**TASK TO COMPLETE:** Output the entries below as a JSON list of strings, one string per line and blank lines omitted. Start at the line containing "Target: lip" and continue through the end of the entries, both ends included.

**PROVIDED ENTRIES:**

start

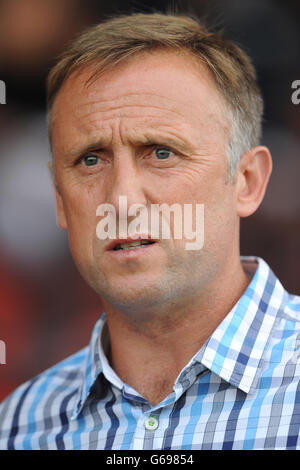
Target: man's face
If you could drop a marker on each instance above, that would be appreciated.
(154, 130)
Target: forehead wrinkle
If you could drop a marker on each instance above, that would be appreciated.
(119, 111)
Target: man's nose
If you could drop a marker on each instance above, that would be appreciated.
(126, 179)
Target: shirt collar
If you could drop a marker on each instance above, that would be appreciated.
(234, 351)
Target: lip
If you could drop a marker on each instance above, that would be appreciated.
(113, 243)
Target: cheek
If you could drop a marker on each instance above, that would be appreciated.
(80, 211)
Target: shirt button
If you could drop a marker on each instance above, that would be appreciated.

end

**RESPONSE TO THIS TASK:**
[
  "Target: lip",
  "If you could drop a marker on each instance above, that would be appreciated.",
  "(113, 243)",
  "Target: cheek",
  "If you could drop a marker on each instance above, that would be appreciated.",
  "(80, 211)",
  "Target: shirt button",
  "If you could drop a marker on each instance above, that would be appreciated."
]